Would you transcribe the line containing "For every instance of the blurred" and every line after it, through the end of the records below, exactly and with nothing else?

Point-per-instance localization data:
----

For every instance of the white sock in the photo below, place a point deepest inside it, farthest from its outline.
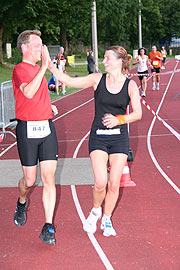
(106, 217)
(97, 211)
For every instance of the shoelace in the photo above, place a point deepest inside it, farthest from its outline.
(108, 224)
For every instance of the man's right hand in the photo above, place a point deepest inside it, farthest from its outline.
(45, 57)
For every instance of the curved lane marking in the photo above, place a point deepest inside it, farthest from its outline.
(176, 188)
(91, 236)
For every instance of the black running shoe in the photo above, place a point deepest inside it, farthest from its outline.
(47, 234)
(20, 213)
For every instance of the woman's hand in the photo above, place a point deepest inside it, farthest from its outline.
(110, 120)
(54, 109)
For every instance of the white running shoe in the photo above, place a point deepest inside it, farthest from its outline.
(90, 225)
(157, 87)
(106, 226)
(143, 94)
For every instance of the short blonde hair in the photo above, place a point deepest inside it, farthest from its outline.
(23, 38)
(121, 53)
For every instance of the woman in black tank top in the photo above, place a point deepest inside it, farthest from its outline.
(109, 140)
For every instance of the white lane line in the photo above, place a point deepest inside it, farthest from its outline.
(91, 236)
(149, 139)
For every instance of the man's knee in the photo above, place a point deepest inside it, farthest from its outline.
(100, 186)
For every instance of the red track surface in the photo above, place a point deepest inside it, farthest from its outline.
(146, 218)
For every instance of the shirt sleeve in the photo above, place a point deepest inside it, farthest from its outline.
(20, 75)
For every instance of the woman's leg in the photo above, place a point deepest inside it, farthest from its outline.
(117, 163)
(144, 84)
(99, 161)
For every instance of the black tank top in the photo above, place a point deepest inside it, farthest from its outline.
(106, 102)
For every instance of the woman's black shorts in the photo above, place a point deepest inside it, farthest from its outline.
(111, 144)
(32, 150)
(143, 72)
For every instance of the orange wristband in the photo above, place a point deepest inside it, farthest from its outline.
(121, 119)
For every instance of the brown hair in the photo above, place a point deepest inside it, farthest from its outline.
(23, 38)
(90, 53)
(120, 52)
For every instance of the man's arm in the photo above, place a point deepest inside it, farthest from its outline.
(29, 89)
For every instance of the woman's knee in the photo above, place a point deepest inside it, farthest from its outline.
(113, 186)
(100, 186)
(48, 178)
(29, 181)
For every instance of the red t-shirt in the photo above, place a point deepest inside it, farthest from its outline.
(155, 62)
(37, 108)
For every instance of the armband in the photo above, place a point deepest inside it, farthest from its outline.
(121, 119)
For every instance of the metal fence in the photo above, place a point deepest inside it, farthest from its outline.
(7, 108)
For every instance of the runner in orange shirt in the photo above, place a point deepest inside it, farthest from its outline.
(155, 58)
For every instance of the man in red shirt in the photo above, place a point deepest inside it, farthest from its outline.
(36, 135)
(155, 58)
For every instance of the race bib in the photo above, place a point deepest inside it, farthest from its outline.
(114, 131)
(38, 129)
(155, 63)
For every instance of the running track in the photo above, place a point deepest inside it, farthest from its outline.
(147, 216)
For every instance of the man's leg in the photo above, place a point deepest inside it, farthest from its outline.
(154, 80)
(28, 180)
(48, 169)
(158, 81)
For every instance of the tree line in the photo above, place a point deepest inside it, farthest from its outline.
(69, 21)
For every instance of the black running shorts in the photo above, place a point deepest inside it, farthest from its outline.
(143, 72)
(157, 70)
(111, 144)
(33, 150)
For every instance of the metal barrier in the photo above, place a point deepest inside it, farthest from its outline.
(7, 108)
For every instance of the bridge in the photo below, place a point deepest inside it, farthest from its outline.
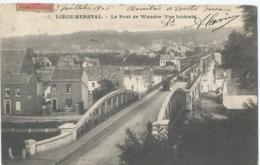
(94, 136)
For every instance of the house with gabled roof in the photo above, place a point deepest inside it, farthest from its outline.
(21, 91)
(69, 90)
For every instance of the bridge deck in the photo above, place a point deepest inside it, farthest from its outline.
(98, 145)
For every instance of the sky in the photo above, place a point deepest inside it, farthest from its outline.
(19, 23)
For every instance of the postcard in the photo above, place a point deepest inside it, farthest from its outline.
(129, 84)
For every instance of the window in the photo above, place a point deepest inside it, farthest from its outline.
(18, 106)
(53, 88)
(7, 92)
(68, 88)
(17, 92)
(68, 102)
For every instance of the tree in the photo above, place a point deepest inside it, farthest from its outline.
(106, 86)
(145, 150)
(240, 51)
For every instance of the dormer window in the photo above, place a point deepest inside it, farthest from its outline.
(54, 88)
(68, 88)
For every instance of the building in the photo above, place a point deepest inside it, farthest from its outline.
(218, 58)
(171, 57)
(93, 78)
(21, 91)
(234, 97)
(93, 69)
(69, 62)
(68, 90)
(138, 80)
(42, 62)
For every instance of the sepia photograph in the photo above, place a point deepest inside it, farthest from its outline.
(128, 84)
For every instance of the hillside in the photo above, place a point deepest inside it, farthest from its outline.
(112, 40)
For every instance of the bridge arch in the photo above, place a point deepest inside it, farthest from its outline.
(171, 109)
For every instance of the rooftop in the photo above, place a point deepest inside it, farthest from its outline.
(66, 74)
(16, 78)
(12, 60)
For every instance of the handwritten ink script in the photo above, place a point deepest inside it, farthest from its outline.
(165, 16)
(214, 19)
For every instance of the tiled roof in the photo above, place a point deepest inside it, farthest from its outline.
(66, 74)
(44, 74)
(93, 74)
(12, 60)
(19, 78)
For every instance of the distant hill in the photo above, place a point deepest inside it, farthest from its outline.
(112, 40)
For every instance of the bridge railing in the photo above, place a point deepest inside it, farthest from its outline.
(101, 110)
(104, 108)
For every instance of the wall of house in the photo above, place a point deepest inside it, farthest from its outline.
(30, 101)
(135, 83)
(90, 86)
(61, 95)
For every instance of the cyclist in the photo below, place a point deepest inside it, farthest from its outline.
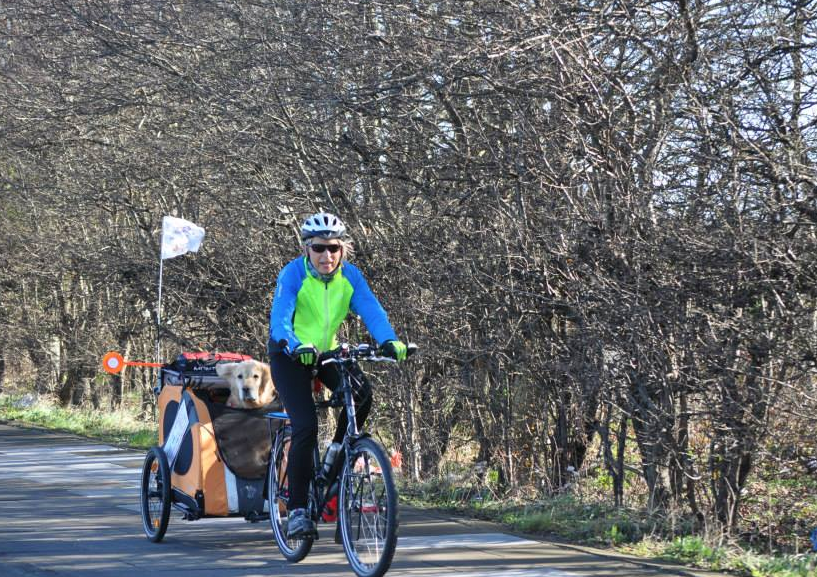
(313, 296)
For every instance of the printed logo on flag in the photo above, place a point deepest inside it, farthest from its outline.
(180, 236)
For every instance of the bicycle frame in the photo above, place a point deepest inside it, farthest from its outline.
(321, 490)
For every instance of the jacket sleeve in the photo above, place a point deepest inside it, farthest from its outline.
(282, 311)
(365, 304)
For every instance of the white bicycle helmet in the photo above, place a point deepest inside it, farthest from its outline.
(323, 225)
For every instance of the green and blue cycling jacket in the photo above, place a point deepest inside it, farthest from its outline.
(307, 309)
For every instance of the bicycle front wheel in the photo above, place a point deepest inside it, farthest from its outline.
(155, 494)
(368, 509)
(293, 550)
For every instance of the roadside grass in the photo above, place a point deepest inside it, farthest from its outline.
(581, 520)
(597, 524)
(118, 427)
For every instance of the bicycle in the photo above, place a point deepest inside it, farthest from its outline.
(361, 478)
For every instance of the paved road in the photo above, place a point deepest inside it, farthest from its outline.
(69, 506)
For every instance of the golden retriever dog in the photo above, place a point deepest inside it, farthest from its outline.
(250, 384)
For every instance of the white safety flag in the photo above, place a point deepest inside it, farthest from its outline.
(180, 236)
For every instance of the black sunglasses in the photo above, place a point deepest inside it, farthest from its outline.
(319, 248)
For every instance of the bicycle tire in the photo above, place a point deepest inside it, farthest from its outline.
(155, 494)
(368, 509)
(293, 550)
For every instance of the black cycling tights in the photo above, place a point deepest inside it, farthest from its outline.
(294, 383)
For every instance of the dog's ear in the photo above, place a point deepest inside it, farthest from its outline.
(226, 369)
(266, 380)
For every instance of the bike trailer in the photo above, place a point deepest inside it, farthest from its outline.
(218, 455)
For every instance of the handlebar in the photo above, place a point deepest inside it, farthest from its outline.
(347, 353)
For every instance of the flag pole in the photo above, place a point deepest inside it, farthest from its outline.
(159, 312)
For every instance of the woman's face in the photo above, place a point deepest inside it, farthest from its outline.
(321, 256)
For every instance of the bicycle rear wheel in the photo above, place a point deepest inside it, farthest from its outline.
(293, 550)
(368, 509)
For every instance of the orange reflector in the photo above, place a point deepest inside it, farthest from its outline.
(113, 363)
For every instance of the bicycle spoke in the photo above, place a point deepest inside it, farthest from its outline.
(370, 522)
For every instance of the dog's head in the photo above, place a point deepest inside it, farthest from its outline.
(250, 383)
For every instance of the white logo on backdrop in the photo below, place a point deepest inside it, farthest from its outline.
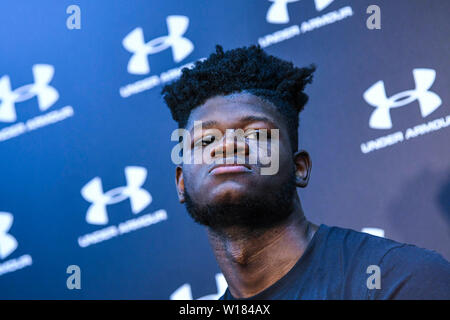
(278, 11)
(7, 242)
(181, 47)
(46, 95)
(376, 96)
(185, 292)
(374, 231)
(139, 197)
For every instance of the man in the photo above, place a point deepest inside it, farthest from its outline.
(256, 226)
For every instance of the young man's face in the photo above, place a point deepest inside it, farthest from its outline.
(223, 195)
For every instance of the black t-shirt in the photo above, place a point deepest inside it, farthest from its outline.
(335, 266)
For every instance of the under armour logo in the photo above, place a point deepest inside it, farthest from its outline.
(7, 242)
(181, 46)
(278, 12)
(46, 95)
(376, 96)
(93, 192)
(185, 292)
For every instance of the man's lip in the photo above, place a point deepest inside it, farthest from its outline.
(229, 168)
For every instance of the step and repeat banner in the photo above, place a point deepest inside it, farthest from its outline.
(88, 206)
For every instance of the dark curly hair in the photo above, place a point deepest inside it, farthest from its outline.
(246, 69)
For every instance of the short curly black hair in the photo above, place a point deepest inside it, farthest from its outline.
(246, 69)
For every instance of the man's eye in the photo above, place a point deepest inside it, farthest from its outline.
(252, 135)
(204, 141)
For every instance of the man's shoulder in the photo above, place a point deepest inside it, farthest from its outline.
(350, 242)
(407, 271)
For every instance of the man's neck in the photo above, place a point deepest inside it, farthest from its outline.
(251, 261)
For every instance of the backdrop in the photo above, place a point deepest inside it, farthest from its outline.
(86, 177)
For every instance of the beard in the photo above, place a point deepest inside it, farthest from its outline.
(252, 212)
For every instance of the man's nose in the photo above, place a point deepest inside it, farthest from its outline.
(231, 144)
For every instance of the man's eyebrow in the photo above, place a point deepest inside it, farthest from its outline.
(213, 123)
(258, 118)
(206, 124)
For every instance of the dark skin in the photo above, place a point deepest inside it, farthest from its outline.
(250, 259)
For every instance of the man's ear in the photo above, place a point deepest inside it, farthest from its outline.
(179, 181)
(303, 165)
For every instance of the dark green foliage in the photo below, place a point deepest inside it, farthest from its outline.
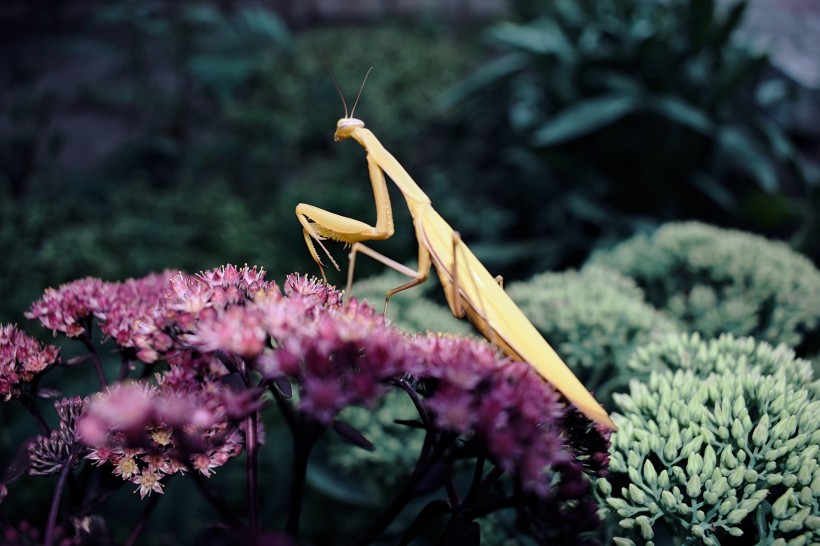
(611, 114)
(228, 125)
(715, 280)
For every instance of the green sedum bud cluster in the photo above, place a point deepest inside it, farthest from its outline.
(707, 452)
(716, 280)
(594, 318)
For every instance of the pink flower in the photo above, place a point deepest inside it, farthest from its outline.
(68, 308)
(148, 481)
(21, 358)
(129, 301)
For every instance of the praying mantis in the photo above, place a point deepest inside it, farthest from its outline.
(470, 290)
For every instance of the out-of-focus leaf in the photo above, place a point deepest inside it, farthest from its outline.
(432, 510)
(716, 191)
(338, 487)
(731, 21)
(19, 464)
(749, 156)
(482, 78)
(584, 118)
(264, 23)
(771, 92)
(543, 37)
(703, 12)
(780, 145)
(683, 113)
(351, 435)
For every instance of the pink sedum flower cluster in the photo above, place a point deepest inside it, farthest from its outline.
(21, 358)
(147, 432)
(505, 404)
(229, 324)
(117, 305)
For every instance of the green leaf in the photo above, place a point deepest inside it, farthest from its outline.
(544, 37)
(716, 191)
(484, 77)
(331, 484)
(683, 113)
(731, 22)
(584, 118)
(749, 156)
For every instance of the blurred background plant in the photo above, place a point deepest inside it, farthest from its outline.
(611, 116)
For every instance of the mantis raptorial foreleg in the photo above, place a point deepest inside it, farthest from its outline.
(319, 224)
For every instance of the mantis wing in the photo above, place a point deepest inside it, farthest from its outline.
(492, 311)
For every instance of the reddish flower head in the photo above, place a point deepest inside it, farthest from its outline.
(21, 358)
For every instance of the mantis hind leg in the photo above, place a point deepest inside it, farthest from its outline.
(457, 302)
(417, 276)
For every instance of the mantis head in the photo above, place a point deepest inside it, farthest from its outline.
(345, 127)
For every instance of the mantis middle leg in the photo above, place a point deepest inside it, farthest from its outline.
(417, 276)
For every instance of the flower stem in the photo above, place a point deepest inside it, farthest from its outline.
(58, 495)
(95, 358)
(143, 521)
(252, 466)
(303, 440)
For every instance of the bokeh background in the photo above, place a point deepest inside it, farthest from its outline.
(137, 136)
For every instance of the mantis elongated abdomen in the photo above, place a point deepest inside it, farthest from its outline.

----

▶ [Task answer]
For every instance of the blurred background plant in the photo above, place a point deepest inside it, farthest from its outline.
(611, 116)
For every instance of the mantis raptorial foreleg in the photo above, place a point deepest inside it, farthest from its outline.
(319, 224)
For every instance of the mantis wing in the photo above, place a point deepest inside it, farthest from its outline.
(492, 311)
For every instance of the reddish flower head in the photo above, place a point deepest inside it, farthest from its outline.
(21, 358)
For every instance of the mantis hind leg in the photo above, place a point deepest inside it, farthest from its outline.
(457, 302)
(417, 276)
For every instance of the mantis head in the photo above, place a point deepest inside it, farthest from its outline.
(345, 127)
For every instance of the mantis middle leg in the photo above, place a point deepest inside it, farthest from its outline.
(417, 276)
For every instance of the flower stem in the photo above, place a point deepest inside it, farthest from its outline.
(58, 495)
(95, 358)
(143, 521)
(252, 466)
(303, 440)
For every instance of the bokeh background in the photo above, place a point deepest inside it, farthest from its outline.
(137, 136)
For every instance of the mantis elongated abdomen in the photo above, place a point deepest inside it, farthest from its outline.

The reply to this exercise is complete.